Soal Latihan.
[1] Tentukan apakah setiap pernyataan berikut sesuai dengan teks tentang ekonomi China di bawah. Jawab ya atau tidak, lalu kutip kata-kata teks yang menjadi dasarnya. (a) Surplus perdagangan China pada Juli 2021 mencapai USD 101 miliar. (b) Politbiro diketuai oleh Presiden Xi Jinping. (c) Pernyataan Politbiro menyebutkan target pertumbuhan ekonomi 5,5 persen.
[2] Teruskan teks tentang ekonomi China mulai setelah kalimat terakhirnya.

Teks yang Diberikan.
┄┄┄┄┄┄

Kinerja ekspor yang kuat pada bulan Juli mendorong surplus perdagangan China ke rekor USD 101 miliar atau setara Rp 1,5 kuadriliun untuk bulan tersebut, pertama kalinya melampaui ambang batas USD 100 miliar.

Ini menandai kenaikan yang cukup signifikan, dengan surplus perdagangan China yang pada Juli 2021 hanya mencapai USD 56,6 miliar (Rp 841,7 triliun).

"Data perdagangan bulanan menunjukkan bahwa pabrik-pabrik China terus bergerak menuju kebangkitan yang kuat dari gelombang Covid-19 Omicron terbaru," kata David Chao, ahli strategi pasar global untuk Asia Pasifik di Invesco.

"Meskipun latar belakang permintaan global melemah, kemajuan ekspor sebagian besar didorong oleh normalisasi aktivitas produksi di tempat-tempat seperti Delta Sungai Yangtze ," bebernya. 

Wilayah Delta Sungai Yangtze, yang terdiri dari Shanghai dan sebagian provinsi Jiangsu dan Zhejiang, merupakan pusat perdagangan luar negeri utama China.

3 dari 4 halaman

China Beri Sinyal Pertumbuhan Ekonomi Negaranya Meleset dari Target

China mengisyaratkan kemungkinan pertumbuhan ekonomi negaranya tidak akan mencapai target 5,5 persen di 2022 ini.

Itu dampak pembatasan ketat untuk meredam wabah baru Covid-19 membebani ekonomi negara itu.

Dilansir dari BBC, Senin (1/8/2022) Politbiro, badan pembuat kebijakan utama Partai Komunis China mengatakan bahwa pihaknya tengah berupaya menjaga pertumbuhan ekonomi dalam kisaran yang wajar.

Namun, dalam pernyataan itu, tidak disebutkan target pertumbuhan ekonomi 5,5 persen seperti yang telah ditetapkan sebelumnya.

Politbiro yang beranggotakan 25 orang, yang diketuai oleh Presiden Xi Jinping, mengatakan para pemimpinnya akan "berusaha untuk mencapai hasil terbaik".

Badan itu juga menyerukan provinsi-provinsi di China untuk bekerja keras memenuhi masing-masing target pertumbuhan ekonomi mereka.

┄┄┄┄┄┄

Kumpulan Data.
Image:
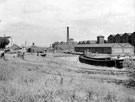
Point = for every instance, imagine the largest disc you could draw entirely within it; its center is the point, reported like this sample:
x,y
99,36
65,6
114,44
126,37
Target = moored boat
x,y
107,61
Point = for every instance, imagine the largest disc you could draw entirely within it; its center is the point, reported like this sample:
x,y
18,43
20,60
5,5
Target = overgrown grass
x,y
27,82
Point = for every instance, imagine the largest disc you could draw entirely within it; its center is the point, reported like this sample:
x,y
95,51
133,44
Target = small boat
x,y
103,61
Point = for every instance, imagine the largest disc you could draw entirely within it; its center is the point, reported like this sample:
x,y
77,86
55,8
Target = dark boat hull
x,y
102,62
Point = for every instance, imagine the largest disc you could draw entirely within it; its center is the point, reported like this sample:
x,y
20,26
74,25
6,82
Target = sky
x,y
44,21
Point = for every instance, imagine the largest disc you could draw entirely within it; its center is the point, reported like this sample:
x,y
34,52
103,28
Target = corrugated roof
x,y
103,45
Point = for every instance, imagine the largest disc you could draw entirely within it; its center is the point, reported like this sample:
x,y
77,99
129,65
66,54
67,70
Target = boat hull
x,y
102,62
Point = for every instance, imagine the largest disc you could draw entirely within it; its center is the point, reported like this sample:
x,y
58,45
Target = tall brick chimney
x,y
67,34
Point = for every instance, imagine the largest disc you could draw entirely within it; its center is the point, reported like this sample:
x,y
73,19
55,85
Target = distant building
x,y
100,39
125,38
122,38
132,39
117,38
111,38
106,48
15,47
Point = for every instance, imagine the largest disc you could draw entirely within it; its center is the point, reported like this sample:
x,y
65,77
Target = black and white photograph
x,y
67,50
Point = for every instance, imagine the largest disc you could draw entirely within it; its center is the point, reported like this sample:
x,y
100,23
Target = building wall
x,y
111,39
100,39
117,39
107,50
125,38
132,38
104,50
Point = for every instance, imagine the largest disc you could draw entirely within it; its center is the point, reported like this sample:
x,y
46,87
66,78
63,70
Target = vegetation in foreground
x,y
21,81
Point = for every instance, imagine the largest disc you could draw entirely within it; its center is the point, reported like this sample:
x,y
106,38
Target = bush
x,y
130,68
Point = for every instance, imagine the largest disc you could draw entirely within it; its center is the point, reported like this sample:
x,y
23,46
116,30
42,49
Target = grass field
x,y
59,79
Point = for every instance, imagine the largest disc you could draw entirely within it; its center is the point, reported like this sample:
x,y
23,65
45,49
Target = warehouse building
x,y
106,48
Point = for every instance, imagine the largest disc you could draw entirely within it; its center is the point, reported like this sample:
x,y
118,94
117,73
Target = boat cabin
x,y
106,48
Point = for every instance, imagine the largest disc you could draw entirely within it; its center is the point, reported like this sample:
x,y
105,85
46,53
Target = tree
x,y
3,42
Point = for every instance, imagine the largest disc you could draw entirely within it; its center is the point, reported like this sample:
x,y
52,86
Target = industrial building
x,y
105,48
65,46
122,38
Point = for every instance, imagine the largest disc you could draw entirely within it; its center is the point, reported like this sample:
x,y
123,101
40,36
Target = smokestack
x,y
67,34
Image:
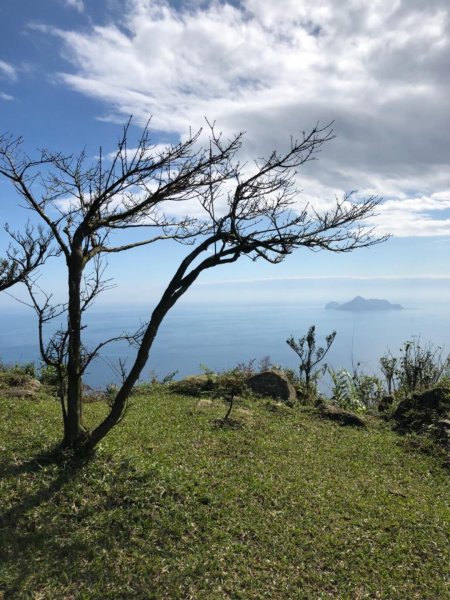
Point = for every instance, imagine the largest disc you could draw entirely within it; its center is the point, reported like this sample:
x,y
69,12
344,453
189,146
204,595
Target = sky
x,y
73,71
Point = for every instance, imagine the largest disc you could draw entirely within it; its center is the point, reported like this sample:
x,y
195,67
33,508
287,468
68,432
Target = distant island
x,y
359,303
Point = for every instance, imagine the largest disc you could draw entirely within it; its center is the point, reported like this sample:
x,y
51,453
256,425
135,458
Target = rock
x,y
274,384
17,392
344,417
420,410
385,403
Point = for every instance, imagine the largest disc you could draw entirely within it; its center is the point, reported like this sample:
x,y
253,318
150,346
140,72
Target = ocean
x,y
219,336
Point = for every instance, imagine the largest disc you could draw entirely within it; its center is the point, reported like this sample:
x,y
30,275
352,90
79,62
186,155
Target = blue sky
x,y
72,71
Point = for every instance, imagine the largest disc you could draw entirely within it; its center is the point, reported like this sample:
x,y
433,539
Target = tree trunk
x,y
75,434
118,408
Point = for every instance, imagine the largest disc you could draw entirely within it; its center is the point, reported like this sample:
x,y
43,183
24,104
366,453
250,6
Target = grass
x,y
173,506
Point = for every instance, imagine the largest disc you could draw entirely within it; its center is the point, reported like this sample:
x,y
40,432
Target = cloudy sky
x,y
72,71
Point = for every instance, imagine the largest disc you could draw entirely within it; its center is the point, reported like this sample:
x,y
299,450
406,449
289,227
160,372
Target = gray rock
x,y
385,403
274,384
420,410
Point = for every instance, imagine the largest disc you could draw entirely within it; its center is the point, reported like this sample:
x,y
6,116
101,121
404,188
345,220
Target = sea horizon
x,y
219,336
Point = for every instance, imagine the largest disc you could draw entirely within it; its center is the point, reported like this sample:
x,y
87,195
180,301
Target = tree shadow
x,y
43,529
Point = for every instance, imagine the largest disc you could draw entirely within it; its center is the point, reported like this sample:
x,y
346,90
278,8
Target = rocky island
x,y
360,303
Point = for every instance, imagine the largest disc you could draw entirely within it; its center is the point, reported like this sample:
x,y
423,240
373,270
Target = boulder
x,y
385,403
420,410
274,384
344,417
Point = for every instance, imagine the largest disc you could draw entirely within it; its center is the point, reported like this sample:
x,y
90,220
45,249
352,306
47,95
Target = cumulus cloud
x,y
379,69
76,4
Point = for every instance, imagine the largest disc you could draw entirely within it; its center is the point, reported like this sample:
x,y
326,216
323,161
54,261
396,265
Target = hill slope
x,y
285,506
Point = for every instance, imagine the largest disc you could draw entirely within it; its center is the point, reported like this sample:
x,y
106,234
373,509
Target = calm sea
x,y
220,336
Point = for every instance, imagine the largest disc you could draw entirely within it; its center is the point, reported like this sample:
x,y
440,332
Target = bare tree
x,y
247,211
27,252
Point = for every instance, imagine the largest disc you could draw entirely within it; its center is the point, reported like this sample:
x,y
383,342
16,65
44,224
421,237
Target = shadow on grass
x,y
73,521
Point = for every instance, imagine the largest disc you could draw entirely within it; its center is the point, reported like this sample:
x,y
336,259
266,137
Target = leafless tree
x,y
248,210
27,252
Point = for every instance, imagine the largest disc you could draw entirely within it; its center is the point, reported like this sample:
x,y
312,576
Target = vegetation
x,y
418,367
170,506
310,356
114,204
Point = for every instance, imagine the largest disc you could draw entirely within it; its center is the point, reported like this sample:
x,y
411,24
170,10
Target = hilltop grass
x,y
172,506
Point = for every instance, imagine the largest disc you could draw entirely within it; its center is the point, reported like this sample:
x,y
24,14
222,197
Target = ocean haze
x,y
221,334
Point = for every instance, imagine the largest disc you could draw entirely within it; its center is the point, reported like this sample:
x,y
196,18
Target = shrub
x,y
419,366
310,356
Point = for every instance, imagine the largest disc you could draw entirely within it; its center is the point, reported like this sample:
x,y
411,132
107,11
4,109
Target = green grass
x,y
172,506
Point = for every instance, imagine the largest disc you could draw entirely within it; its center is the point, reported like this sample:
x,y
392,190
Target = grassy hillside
x,y
172,506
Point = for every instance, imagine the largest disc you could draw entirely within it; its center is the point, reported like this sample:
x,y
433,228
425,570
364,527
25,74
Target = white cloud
x,y
7,70
76,4
379,69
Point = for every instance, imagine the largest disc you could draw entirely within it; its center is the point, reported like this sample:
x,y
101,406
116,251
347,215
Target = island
x,y
360,303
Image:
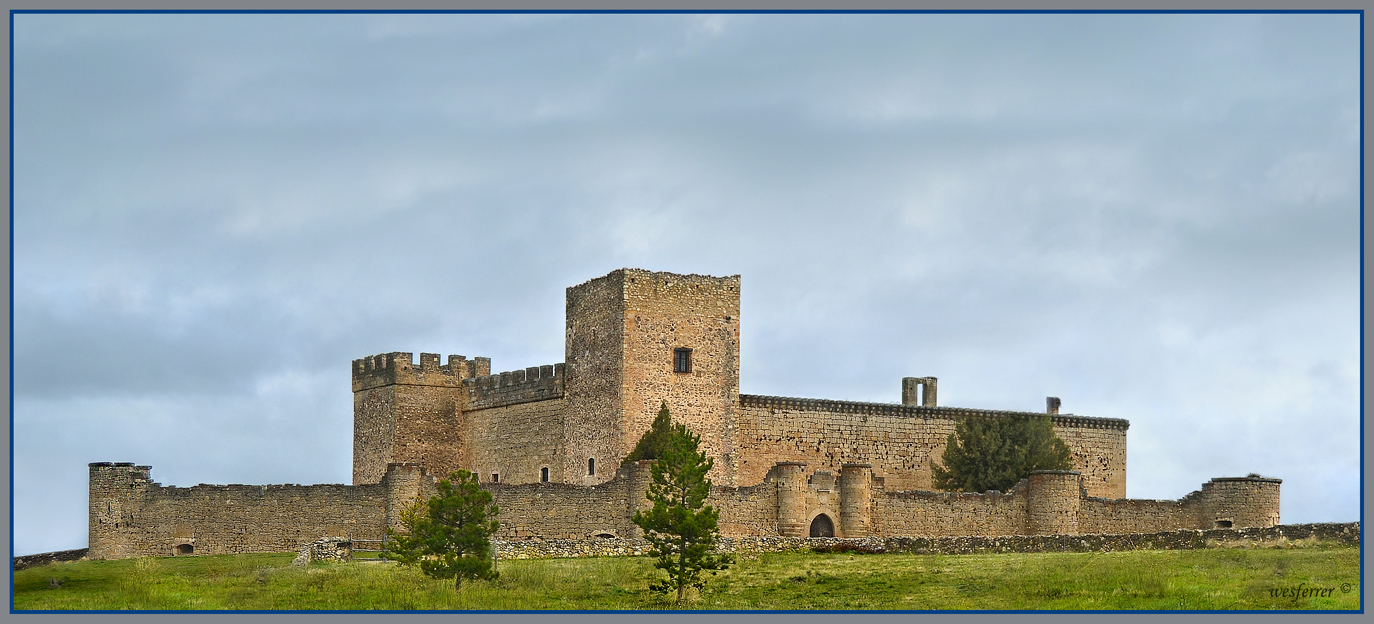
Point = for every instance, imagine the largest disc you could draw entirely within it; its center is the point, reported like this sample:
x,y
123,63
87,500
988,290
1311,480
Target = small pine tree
x,y
680,527
448,536
996,452
654,440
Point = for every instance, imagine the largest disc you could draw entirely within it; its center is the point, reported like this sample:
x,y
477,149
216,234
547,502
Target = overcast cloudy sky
x,y
1154,217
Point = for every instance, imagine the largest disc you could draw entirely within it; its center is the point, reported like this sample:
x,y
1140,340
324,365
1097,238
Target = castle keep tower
x,y
636,338
410,414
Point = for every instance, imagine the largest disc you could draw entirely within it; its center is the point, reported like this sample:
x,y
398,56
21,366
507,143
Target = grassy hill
x,y
1325,577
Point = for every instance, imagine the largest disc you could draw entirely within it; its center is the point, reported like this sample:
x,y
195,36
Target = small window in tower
x,y
682,360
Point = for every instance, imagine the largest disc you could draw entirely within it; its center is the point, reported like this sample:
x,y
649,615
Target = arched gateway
x,y
822,527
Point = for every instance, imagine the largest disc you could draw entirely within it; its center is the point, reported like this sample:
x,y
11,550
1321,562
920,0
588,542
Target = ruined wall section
x,y
1226,502
407,413
1098,448
595,347
1134,516
131,516
900,441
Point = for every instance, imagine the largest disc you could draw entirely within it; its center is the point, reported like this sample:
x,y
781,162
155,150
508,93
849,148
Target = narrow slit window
x,y
682,360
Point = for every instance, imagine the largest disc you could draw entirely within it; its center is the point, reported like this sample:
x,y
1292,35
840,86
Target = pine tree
x,y
448,536
680,527
656,439
996,452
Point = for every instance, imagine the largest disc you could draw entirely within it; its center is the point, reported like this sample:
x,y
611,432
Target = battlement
x,y
510,388
399,367
918,411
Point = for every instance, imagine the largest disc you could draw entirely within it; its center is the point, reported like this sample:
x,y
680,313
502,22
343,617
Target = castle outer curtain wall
x,y
548,441
902,441
131,516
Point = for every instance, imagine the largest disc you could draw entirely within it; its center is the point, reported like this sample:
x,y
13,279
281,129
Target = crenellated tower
x,y
406,413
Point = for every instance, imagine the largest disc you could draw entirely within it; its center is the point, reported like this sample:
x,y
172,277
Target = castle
x,y
548,443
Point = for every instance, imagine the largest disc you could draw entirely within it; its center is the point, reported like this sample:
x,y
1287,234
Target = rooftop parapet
x,y
400,369
917,411
533,384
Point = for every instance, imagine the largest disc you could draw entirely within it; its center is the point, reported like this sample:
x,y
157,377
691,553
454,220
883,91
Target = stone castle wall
x,y
131,516
550,510
665,312
782,466
517,440
594,348
919,513
623,330
900,441
410,413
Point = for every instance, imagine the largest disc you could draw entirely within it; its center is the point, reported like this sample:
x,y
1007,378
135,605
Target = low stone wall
x,y
44,558
564,549
326,549
1347,533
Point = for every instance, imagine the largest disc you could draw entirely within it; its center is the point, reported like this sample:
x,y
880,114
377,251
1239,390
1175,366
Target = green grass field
x,y
1198,579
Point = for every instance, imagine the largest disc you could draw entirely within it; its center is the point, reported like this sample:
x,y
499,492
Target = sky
x,y
1153,217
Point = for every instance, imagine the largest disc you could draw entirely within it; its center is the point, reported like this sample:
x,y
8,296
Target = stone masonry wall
x,y
517,440
592,389
919,513
665,312
900,441
548,510
1134,516
750,510
131,516
410,413
533,384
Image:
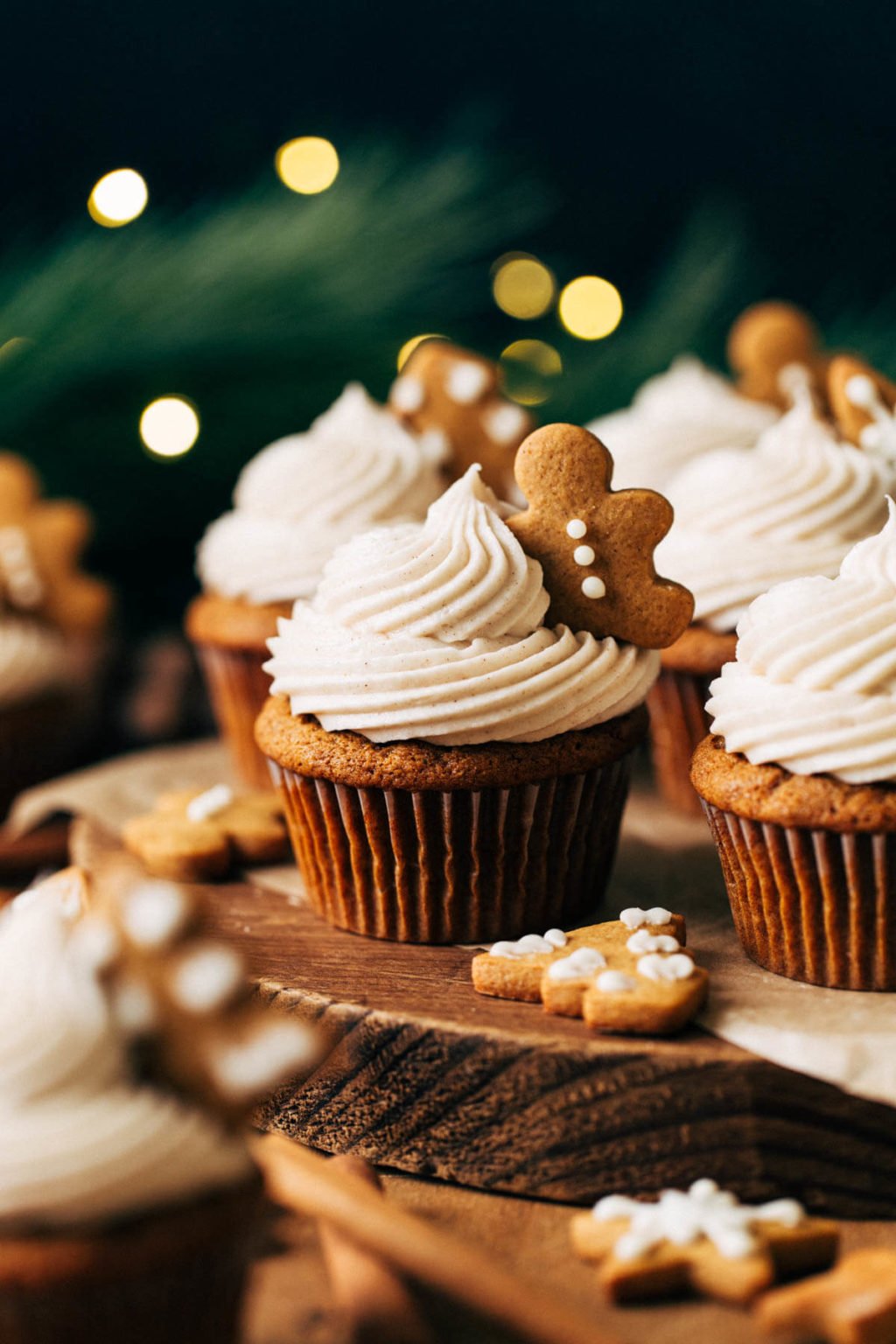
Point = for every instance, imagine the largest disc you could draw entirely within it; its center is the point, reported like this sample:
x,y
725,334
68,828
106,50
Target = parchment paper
x,y
844,1038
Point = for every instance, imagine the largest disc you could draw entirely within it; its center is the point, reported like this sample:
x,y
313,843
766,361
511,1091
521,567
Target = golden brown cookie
x,y
200,836
626,976
853,1304
765,340
40,543
702,1239
595,544
453,398
863,403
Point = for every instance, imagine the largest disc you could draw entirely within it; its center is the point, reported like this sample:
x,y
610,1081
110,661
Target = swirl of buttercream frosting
x,y
813,687
676,416
747,519
32,660
473,663
80,1141
305,495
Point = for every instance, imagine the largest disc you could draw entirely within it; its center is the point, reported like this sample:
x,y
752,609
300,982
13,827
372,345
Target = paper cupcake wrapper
x,y
679,722
462,865
812,905
238,689
176,1277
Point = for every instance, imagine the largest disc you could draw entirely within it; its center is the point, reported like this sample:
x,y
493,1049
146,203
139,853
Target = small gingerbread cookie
x,y
453,399
853,1304
40,543
864,405
766,340
202,836
185,998
595,544
627,976
702,1239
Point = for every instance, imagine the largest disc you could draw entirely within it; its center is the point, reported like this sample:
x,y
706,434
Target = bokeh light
x,y
117,198
522,286
531,370
590,306
308,164
170,426
410,346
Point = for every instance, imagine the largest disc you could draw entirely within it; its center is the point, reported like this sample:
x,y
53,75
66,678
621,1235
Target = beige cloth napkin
x,y
844,1038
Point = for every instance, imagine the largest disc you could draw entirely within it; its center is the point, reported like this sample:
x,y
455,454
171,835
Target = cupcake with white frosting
x,y
122,1201
294,503
675,418
453,767
800,777
747,519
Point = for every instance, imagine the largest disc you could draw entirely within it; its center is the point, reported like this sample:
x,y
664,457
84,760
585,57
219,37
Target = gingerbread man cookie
x,y
185,998
453,399
40,543
595,544
853,1304
629,976
200,836
703,1239
864,405
768,339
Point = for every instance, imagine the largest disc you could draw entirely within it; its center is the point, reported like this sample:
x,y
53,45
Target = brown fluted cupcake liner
x,y
679,722
812,903
178,1276
238,687
457,865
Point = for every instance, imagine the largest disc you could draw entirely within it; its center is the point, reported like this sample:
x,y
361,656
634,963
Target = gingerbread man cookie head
x,y
864,405
767,339
40,544
595,544
453,399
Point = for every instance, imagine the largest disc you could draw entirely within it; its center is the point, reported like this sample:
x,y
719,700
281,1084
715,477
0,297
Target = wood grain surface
x,y
424,1075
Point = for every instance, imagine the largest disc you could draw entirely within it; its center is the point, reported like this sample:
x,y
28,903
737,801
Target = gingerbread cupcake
x,y
798,780
54,628
747,519
453,715
128,1205
294,503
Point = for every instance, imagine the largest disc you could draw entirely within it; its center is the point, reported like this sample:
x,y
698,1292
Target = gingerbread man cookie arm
x,y
594,544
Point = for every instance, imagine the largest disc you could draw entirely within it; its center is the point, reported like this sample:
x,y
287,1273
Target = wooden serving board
x,y
424,1075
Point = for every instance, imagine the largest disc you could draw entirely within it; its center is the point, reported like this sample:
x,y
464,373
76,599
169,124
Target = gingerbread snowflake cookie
x,y
40,546
202,836
864,405
595,544
185,999
853,1304
702,1239
630,975
453,399
770,340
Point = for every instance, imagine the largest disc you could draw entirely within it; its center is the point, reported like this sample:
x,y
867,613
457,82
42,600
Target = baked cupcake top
x,y
750,518
676,416
436,631
304,495
813,687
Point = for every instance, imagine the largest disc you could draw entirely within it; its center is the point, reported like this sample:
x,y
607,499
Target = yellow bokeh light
x,y
590,306
118,198
170,426
308,164
522,286
410,346
531,370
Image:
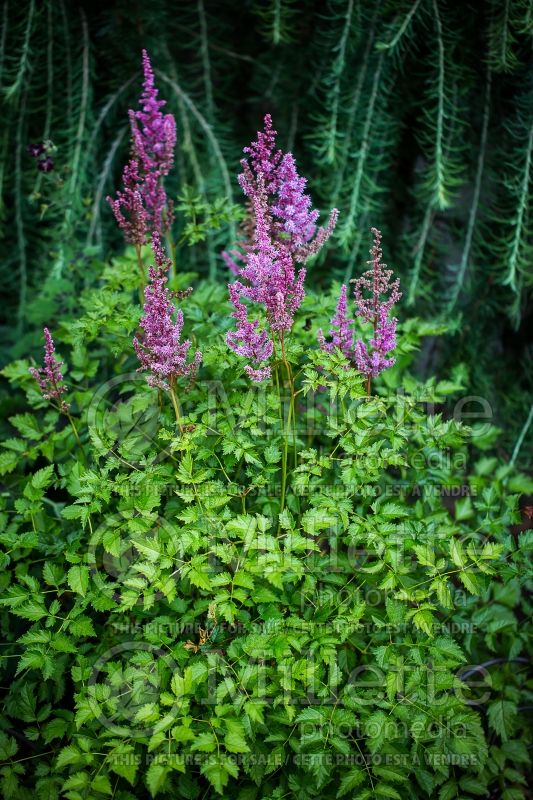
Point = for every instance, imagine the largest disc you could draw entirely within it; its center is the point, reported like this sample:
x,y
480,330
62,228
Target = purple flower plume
x,y
285,232
142,205
247,341
159,348
341,331
292,220
377,283
50,377
375,294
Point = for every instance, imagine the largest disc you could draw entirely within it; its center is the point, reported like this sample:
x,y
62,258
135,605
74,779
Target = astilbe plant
x,y
50,380
49,377
142,206
316,653
381,294
285,233
159,348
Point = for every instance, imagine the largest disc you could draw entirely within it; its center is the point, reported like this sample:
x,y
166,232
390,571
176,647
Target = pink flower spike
x,y
50,377
375,308
160,349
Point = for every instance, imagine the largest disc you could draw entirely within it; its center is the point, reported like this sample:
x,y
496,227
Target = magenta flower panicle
x,y
375,293
247,341
142,205
49,377
285,233
159,348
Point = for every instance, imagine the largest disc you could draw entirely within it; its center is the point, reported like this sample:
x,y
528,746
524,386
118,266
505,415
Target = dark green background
x,y
416,117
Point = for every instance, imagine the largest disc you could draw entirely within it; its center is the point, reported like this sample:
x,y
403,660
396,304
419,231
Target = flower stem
x,y
141,271
175,403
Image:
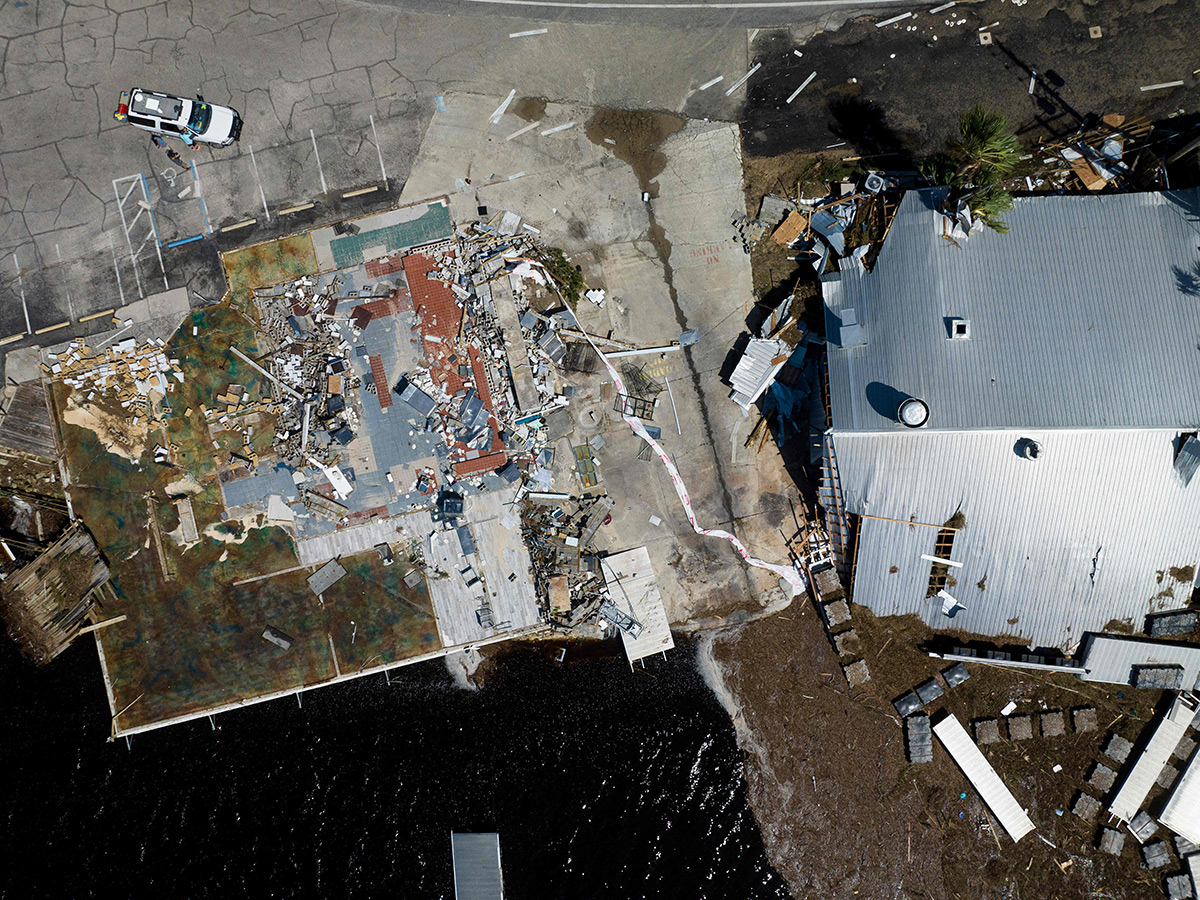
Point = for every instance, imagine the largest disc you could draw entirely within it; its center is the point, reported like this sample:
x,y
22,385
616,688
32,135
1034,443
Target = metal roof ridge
x,y
1015,429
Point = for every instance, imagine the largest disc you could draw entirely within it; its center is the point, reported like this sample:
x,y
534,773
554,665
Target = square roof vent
x,y
851,333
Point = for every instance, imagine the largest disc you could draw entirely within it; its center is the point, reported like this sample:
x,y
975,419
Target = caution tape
x,y
790,574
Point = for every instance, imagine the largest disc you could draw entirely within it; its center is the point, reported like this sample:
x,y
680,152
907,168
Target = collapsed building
x,y
418,401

┄┄┄┄┄┄

Jawaban Tertulis.
[1]
(a) Tidak: "surplus perdagangan China yang pada Juli 2021 hanya mencapai USD 56,6 miliar (Rp 841,7 triliun)".
(b) Ya: "Politbiro yang beranggotakan 25 orang, yang diketuai oleh Presiden Xi Jinping".
(c) Tidak: "tidak disebutkan target pertumbuhan ekonomi 5,5 persen seperti yang telah ditetapkan sebelumnya".

[2]
Menurut analis, kurangnya penyebutan PDB penting, meskipun para ekonom sebelumnya memperkirakan akan sulit bagi China untuk mencapai target 5,5 persen.

"Target pertumbuhan 5,5 persen tidak lagi menjadi keharusan bagi China," kata Iris Pang, kepala ekonom China di ING Bank, kepada kantor berita Wall Street Journal.

Mereka juga menambahkan bahwa China mendesak provinsi yang lebih besar untuk memulihkan ekonomi yang terdampak lockdown.

"Beijing meminta provinsi yang posisinya relatif baik harus berusaha untuk mencapai target ekonomi dan sosial untuk tahun ini," ujar analis Nomura Ting Lu, Jing Wang dan Harrington Zhang dalam sebuah catatan.

"Kami pikir Beijing menyarankan bahwa target pertumbuhan PDB untuk provinsi dengan kondisi yang kurang menguntungkan, terutama bagi mereka yang terpukul oleh varian Omicron dan lockdown, bisa lebih fleksibel,," tambah mereka.

4 dari 4 halaman

Krisis Likuiditas Pengembang Properti China Bisa Ganggu Ekonomi

Analis memperingatkan hilangnya kepercayaan pada sektor properti dapat menyeret ekonomi China ke penurunan lebih lanjut.

Komentar itu muncul setelah perusahaan pengembang atau real estat China Evergrande Group gagal memberikan rencana restrukturisasi senilai USD 300 miliar yang dijanjikan selama akhir pekan.

"Bagi pemerintah, prioritasnya adalah memutus lingkaran umpan balik negatif yang menampilkan rasio yang tinggi dan krisis likuiditas di pihak pengembang," kata Shuang Ding, kepala ekonom Standard Chartered untuk China Raya dan Asia Utara, dikutip dari CNBC, Selasa (2/8/2022).

"Itu mengarah pada boikot hipotek dan selera yang sangat rendah di pihak pembeli rumah, dan kembali ke pengembang karena penjualan yang rendah memengaruhi likuiditasnya," jelasnya kepada CNBC "Street Tanda Asia."

Sebagai informasi, China tengah menghadapi masalah pada pembayaran hipotek, dengan pemilik rumah di 22 kota menolak untuk membayar pinjaman mereka pada proyek perumahan yang belum selesai.

"Jadi jika masalah ini tidak ditangani dengan baik, akan berdampak besar pada perekonomian, termasuk neraca pemerintah, neraca bank juga rumah tangga," beber Shuang Ding.

Shuang Ding menyebut, masalah di sektor properti mengancam fondasi penting dari ekonomi China, yaitu kepercayaan pasar.

Penjualan tanah, yang merupakan porsi dominan pendapatan pemerintah provinsi di China, turun 30 persen dalam setahun terakhir.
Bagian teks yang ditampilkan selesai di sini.